[Contour annotation records]
+++++

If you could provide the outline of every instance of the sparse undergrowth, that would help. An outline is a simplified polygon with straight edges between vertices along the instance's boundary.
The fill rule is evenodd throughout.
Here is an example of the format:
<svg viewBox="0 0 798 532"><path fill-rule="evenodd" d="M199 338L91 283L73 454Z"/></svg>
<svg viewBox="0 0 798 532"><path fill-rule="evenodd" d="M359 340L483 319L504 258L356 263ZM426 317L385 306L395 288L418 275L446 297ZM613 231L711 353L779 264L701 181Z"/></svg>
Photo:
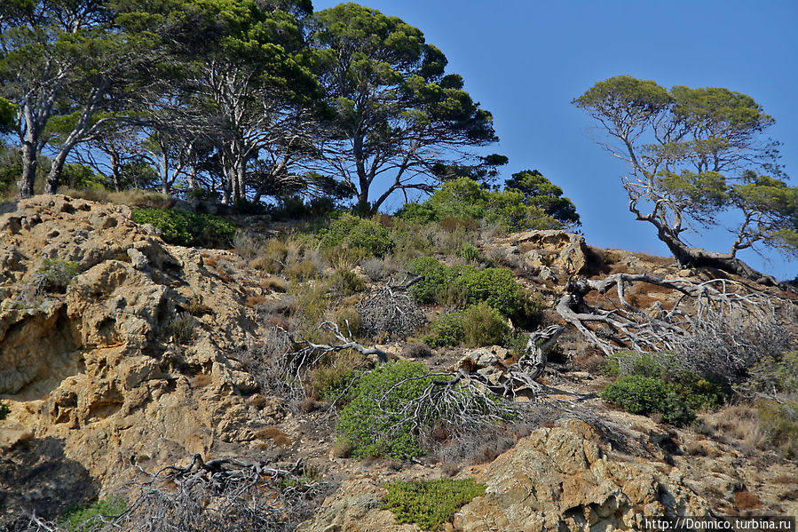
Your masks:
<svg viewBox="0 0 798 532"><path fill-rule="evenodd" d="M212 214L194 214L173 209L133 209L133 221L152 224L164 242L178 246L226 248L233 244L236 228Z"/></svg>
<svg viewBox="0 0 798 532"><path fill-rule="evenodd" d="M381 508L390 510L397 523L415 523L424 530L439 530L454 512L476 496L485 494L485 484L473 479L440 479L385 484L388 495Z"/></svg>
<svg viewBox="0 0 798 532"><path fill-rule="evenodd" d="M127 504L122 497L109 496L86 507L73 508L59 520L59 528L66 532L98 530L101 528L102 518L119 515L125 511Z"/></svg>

+++++

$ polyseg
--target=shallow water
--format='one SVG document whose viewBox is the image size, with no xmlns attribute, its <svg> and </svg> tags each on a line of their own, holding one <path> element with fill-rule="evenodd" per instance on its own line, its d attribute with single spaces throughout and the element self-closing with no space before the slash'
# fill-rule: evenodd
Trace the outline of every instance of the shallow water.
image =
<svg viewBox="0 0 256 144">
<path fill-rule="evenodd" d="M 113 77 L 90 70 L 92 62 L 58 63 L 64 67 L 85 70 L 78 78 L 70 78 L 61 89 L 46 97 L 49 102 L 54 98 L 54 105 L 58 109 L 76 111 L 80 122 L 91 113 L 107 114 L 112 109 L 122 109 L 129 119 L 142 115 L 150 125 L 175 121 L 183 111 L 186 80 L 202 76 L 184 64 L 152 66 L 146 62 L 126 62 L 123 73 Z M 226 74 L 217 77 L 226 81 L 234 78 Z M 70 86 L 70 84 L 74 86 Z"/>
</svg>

+++++

Can you edit the records starting with the line containing "If you could" and going on through the line containing "340L483 319L504 258L356" so that "sparse undergrowth" becomes "tall grass", leaving everything else in those lines unchanged?

If you could provide the outline of every instance of the tall grass, that would help. An outline is a simplified polygon with straight edges between vertices along the instance's boundary.
The fill rule is evenodd throughout.
Here is an example of the format:
<svg viewBox="0 0 798 532"><path fill-rule="evenodd" d="M199 338L91 283L73 454Z"/></svg>
<svg viewBox="0 0 798 532"><path fill-rule="evenodd" d="M359 340L483 319L504 258L356 263ZM426 317L385 306L395 288L418 275L446 297ZM613 231L711 353L779 264L701 181Z"/></svg>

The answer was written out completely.